Natural language region descriptions:
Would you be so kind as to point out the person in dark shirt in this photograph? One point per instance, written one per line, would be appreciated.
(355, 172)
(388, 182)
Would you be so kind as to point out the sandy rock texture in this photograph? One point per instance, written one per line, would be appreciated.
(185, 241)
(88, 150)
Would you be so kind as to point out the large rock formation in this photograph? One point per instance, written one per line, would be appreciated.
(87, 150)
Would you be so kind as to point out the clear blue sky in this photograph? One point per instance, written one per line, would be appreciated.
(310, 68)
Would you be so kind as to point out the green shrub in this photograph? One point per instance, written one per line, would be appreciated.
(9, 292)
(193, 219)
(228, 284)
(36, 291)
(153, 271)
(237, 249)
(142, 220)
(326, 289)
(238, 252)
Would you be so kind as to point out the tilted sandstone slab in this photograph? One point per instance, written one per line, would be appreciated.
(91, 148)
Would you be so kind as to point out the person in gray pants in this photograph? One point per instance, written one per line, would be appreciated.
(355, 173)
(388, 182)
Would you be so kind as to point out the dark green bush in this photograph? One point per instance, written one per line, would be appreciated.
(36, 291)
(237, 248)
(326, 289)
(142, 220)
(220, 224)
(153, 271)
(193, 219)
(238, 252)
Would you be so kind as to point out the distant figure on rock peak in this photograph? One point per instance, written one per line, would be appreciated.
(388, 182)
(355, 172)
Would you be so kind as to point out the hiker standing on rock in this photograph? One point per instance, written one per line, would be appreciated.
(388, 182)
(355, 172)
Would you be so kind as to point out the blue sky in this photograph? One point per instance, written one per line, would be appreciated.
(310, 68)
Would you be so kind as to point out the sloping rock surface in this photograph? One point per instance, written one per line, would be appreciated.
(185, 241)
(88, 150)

- [YOUR GOAL]: Set all of the data down again exactly.

- [RESPONSE TO THE EXERCISE]:
Would you be so kind as to point out the person in dark shirt in this photograph? One point per instance, written one per line, would be appreciated.
(355, 172)
(388, 182)
Would you be so kind as to point out the sandy rock texture in this photograph? One point per instance, written one per line, would be appreciated.
(185, 241)
(88, 150)
Would you be so kind as to point out the large rock formation in this photograph? One point per instance, written one per line, would be appreciated.
(87, 150)
Would you be so kind as to point out the clear blue sky in this photograph? One point per instance, written one per line, would be appreciated.
(310, 68)
Would you be so kind as to point out the green shrub in this photograph? One point per instance, written one per line, would be appreciated.
(9, 292)
(193, 219)
(228, 284)
(36, 291)
(153, 271)
(237, 249)
(142, 220)
(326, 289)
(238, 252)
Would you be so kind as to point out the tilted sandstone slab in this photograph? One point per instance, written one per line, would be appreciated.
(91, 148)
Would you be so kind as to point out the person in gray pants in this photograph? One point per instance, written one per line, would be appreciated.
(355, 173)
(388, 182)
Would you be so kind as to point out the dark green bush in this photograph? One point per instance, written one per line, would be appreciated.
(36, 291)
(237, 248)
(326, 289)
(142, 220)
(220, 224)
(153, 271)
(193, 219)
(238, 252)
Would you be so kind as to point out the distant figure on rock peak in this photograph? One point per instance, written one per line, would be appreciated.
(388, 182)
(355, 172)
Would you be so kind as to point out the hiker standing on rock in this photograph? One point per instance, written one per line, would be appreciated.
(388, 182)
(355, 172)
Would you be so kind as to point out the blue sky in this photograph? One point per instance, written one per line, would be appreciated.
(310, 68)
Would you be so kind as to point out the sloping rock surface in this photograph? One point per instance, written one per line, would be appreciated.
(185, 241)
(88, 150)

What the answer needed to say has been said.